> [Supplied data]
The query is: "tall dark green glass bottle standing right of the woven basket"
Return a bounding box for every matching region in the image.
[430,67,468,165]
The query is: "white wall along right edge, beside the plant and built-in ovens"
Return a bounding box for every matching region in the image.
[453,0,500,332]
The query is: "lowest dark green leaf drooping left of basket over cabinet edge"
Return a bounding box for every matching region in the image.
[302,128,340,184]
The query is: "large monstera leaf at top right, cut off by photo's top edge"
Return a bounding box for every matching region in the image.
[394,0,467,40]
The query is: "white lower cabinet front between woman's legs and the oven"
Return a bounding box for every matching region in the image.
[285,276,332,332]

...

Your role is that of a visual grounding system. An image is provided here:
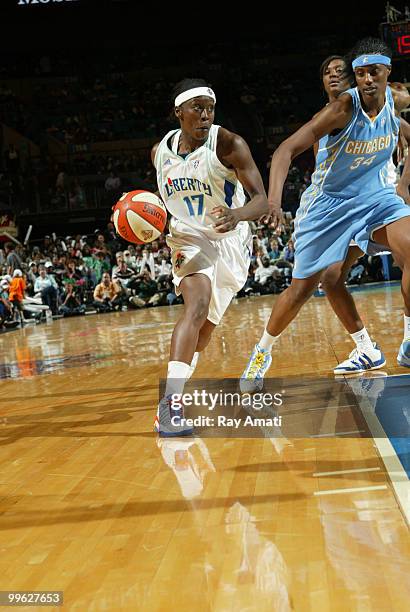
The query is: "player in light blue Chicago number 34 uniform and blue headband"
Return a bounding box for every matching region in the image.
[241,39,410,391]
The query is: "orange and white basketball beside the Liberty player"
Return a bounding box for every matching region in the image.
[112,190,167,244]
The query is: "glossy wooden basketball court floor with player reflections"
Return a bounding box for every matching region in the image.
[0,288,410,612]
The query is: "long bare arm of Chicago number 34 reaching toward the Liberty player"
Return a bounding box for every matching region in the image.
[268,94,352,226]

* * *

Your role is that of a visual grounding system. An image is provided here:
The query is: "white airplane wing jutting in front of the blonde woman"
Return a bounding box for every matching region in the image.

> [Requirement]
Copy every line of the listing where the word "Liberty" appears.

> [Reply to the exercise]
The query is: "orange and white basketball beside the Liberty player"
The query is: "long bare arm of Chicago number 34 reaching toward the Liberty player"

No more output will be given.